[start of STORED DATA]

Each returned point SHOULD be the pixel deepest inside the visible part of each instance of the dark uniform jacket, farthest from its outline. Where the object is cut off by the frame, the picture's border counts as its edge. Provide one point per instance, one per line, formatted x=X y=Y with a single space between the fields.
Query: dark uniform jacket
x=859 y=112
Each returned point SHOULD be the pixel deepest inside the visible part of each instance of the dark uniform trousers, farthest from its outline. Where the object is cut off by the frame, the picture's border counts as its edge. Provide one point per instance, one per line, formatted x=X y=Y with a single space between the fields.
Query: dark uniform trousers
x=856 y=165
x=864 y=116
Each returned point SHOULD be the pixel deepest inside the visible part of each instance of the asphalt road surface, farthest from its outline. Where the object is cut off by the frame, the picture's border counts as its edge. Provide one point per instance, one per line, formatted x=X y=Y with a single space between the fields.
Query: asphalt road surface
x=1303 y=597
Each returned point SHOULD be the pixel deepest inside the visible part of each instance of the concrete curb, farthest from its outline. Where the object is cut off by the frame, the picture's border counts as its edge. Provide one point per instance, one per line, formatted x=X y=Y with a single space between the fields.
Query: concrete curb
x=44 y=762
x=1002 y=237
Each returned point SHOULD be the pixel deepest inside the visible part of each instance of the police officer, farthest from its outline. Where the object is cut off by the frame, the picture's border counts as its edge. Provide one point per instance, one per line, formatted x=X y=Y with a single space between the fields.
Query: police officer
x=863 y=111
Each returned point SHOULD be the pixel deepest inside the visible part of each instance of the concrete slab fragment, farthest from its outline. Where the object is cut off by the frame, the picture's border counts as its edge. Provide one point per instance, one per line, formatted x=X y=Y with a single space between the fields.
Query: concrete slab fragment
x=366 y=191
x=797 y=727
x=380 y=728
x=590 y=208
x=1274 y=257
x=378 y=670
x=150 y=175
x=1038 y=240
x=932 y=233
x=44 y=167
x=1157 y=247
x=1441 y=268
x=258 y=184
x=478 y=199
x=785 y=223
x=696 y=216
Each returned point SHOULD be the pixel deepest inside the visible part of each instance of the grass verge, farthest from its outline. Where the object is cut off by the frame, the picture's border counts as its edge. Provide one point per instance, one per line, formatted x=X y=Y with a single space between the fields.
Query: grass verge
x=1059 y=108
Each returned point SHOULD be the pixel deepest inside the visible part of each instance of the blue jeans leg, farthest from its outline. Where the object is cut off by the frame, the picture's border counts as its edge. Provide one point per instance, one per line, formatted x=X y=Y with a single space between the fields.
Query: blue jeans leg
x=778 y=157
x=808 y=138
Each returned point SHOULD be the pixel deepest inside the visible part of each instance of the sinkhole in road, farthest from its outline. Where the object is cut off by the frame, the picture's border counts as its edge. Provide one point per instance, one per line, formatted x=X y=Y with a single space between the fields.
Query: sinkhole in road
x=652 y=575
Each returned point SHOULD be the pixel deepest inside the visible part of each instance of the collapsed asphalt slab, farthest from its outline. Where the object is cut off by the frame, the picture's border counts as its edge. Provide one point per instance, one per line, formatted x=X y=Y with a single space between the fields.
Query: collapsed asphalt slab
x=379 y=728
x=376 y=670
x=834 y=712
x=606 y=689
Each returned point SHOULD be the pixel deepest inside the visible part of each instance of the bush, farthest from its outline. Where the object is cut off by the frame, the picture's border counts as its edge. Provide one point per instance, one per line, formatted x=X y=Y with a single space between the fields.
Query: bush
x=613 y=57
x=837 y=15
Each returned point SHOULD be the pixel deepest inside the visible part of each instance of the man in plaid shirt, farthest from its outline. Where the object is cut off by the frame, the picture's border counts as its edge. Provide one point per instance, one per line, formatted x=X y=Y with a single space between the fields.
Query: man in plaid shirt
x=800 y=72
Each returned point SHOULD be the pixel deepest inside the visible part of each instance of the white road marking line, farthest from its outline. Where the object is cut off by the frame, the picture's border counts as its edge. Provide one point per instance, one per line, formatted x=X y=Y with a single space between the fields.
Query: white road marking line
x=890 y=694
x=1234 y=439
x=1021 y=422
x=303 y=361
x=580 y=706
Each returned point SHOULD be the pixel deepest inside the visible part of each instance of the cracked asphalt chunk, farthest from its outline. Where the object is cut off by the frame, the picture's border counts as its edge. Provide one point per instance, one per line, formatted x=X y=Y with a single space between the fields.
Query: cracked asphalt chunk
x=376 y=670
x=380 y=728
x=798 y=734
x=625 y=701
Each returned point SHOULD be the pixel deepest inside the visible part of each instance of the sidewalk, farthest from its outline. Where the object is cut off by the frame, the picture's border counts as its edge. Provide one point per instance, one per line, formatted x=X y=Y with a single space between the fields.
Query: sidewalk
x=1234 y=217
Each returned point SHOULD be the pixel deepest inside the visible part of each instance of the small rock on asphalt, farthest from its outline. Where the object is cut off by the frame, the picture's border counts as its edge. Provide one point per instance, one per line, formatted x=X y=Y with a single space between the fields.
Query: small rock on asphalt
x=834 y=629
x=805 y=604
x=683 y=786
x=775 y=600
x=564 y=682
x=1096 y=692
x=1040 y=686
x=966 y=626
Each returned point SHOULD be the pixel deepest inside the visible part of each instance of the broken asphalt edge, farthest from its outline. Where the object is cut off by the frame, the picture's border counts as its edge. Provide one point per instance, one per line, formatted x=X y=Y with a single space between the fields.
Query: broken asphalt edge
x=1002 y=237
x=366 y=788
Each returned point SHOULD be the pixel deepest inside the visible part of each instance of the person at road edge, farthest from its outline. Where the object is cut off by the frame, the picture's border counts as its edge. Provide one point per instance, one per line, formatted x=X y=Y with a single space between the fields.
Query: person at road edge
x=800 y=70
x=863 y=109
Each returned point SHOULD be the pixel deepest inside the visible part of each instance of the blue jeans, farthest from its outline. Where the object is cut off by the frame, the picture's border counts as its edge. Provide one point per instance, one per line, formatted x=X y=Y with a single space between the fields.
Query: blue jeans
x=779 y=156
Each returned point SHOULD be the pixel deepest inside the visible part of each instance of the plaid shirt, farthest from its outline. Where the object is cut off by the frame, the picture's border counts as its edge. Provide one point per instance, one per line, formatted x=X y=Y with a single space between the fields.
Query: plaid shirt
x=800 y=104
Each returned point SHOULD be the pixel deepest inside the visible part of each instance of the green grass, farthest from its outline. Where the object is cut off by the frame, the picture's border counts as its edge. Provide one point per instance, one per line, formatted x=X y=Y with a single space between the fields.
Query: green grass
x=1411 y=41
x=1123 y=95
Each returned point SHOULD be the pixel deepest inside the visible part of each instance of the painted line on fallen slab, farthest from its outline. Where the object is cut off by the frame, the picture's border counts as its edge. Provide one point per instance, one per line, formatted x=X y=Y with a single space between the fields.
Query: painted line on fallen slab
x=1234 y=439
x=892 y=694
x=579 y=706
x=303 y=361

[end of STORED DATA]

- **EXERCISE DIRECTIONS**: Render the lines above as a two-column CSV with the header row text,answer, giving one row for each text with its answer. Put each field in quotes and replace any line breaks with spaces.

- **TASK RESULT**:
text,answer
"Each returned point SHOULD be the pixel deepest inside the visible part of each instance of the dark uniform jacket, farthest from its outline. Where the object is cut off by the frame, the picture's border counts as its edge. Provide one point per instance, one per line, formatted x=X y=Y with a single space between the fields. Query: dark uniform jacket","x=859 y=112"
"Each returned point SHOULD be the pixel deepest inside the visible part of each instance of the dark uniform trousers, farthest from its outline. Where the object is cut off by the frame, the picture's border counts as its edge. Provide one point per instance, one per line, formatted x=X y=Y with a single space between the fields. Query: dark uniform trousers","x=856 y=165 x=864 y=116"
"Each returned point SHOULD be the pixel deepest inside the visible part of each instance of the asphalt road surface, farthest from its outline. Where the object is cut off by the frame, the picture's border counts as its edge. Provide one point per instance, one per line, formatted x=X y=Y with a single space between the fields. Query: asphalt road surface","x=1303 y=597"
"Each returned point SHOULD be the pixel deepest inside the visible part of each instance of the concrete curb, farthest from its outline. Where the object is cut off by the frame, the picture's border counts as its edge. Provide one point per instance, one per line, formatted x=X y=Y with a single space between the fields. Query: concrete curb","x=44 y=762 x=1002 y=237"
"Each returned point SHOULD be the pixel deepest inside the visible part of each instance of the police officer, farthest from its outline. Where the object is cut off by the frame, the picture's border counts as its edge. Provide one point per instance, one per line, formatted x=X y=Y with a single space between the fields. Query: police officer","x=863 y=111"
"Each returned point SHOULD be the pixel deepest inside the visible part of each instance of the concrete slab fragment, farthest from its outline. Where the object is cut off by the frame, the picture's border counts as its edge. Provide one point per instance, one per line, formatted x=X y=Y with a single space between the fields. Query: concrete slab fragment","x=366 y=191 x=797 y=727 x=380 y=728 x=590 y=208 x=1274 y=257 x=378 y=670 x=150 y=175 x=1038 y=240 x=932 y=233 x=44 y=167 x=1157 y=247 x=1441 y=268 x=258 y=184 x=478 y=199 x=785 y=223 x=696 y=216"
"Each returned point SHOULD be the pixel deepest inside the visible part of each instance of the grass verge, farthest from its outline. Where the object is cut off by the frame, the picture's border counts as its edge. Provide one point per instance, one per line, formatted x=X y=Y with a single space between the fields. Query: grass verge","x=1059 y=108"
"Each returned point SHOULD be the pixel deepest inside the visible part of each instance of the blue jeans leg, farthest from its outline. Where the object is cut off by the frame, the picture's border counts as its edge. Provide one point per instance, one per line, formatted x=X y=Y with a single space between the fields. Query: blue jeans leg","x=778 y=157 x=808 y=138"
"Each returned point SHOULD be the pixel deepest inside the visible part of each instance of the sinkhole in road, farthest from its outline. Where the object is cut off by the frame, the picture's border counts as its edge. Provide one point per instance, one per line, formatted x=X y=Y with a single space between the fields. Query: sinkhole in road","x=652 y=575"
"Each returned point SHOULD be the pixel deepest inside the visible part of each instance of the collapsed asphalt slab, farthest from its outline. Where the object is cut off by the frame, the picture's border counts as its edge. Provide one point per instance, one per line, formatted x=X y=Y with a single space between the fields. Query: collapsed asphalt slab","x=379 y=728 x=376 y=670 x=834 y=712 x=606 y=689"
"Each returned point SHOULD be the pixel deepest inside the visible part of each instance of the bush, farthest from its outline. Where the object is cut off by the frame, the picture's border counts as its edge. Provide one point per instance, one per line, formatted x=X y=Y with a single space between the fields. Query: bush","x=613 y=57 x=837 y=15"
"Each returned point SHOULD be the pixel deepest inside the visible part of each instance of the man in plaid shirt, farthest from its outline. Where the object is cut off by the frame, the picture's border counts as its edge. Provide one point per instance, one per line, formatted x=X y=Y with a single space between the fields. Query: man in plaid shirt","x=800 y=72"
"Each returned point SHOULD be the pixel deepest inside the visible part of each instance of the white road marking line, farthest from its outline. Where the object is cut off by the frame, the picture's border counts as its edge. Provide one point per instance, one per line, formatted x=X y=Y with a single space between the fields. Query: white road marking line","x=890 y=694 x=1234 y=439 x=1021 y=422 x=303 y=361 x=580 y=706"
"Each returned point SHOULD be the pixel deepest inside the visible part of each instance of the cracked asphalt chunk, farthest from its outline. Where the object is cut off by the frame, the picture's border counts as its edge. Provide one point per instance, one per line, formatted x=X y=Y with a single space between the fields. Query: cracked asphalt chunk","x=376 y=670 x=380 y=728 x=798 y=734 x=625 y=701"
"Each returned point SHOULD be the pixel deepest inside the visible part of each instance of the sidewalk, farthest from its outline. Where the object is cut off by the frame, the picture's border counts as its edge. Provide one point per instance, one per line, formatted x=X y=Y with a single space between the fields. Query: sidewalk","x=1234 y=217"
"Each returned point SHOULD be the pixel deepest inside the visible part of each instance of the small rock on asphalt, farthest from its outline. Where the object is cut off by the frame, the picture's border counts as its edge. Provide one point per instance, one per line, formatted x=X y=Y with a single space between the fields. Query: small rock on asphalt","x=834 y=629 x=805 y=604 x=683 y=786 x=775 y=600 x=564 y=682 x=1096 y=692 x=1040 y=686 x=966 y=626"
"Each returned point SHOULD be the pixel deepest inside the visible part of each instance of the broken asphalt edge, farthest from its outline. Where the object is cut off by the frame, the picture's border counts as its edge. Provide one point per instance, one per line, formatted x=X y=Y with a single space between the fields. Query: broken asphalt edge","x=1002 y=237 x=366 y=788"
"Each returned point SHOULD be the pixel deepest inside the visible part of each instance of the person at road edge, farthest from its outline. Where the object is cut off by the frame, the picture's border counts as its edge. Provide one point per instance, one per line, formatted x=X y=Y with a single space between the fields. Query: person at road edge","x=800 y=70 x=863 y=109"
"Each returned point SHOULD be the pixel deepest inside the visible part of each instance of the blue jeans, farthest from its outline. Where the object is cut off by the frame, the picture's border counts as its edge. Provide one point per instance, one per line, formatted x=X y=Y with a single space between the fields. Query: blue jeans","x=779 y=156"
"Each returned point SHOULD be the pixel deepest inside the visible part of each instance of the plaid shirt, farthest from its outline. Where the object is cut off by the frame, the picture's border counts as its edge. Provide one point per instance, one per line, formatted x=X y=Y with a single space between the fields. Query: plaid shirt","x=800 y=104"
"Each returned point SHOULD be the pixel deepest inside the visible part of each instance of the green grass, farthest from its outline. Where the object is cut off by the frame, the picture's border counts as its edge. Provide one point per instance, one per line, formatted x=X y=Y with a single space between the fields. Query: green grass","x=1411 y=41 x=1123 y=95"
"Each returned point SHOULD be the pixel deepest inside the visible part of each instance of the painted line on fallen slab, farthest from its outline. Where the object is cut off by the frame, the picture's border counts as its edge. Provide one point per instance, one per line, formatted x=X y=Y with a single space between the fields. Query: painted line on fallen slab","x=1234 y=439 x=892 y=694 x=579 y=706 x=303 y=361"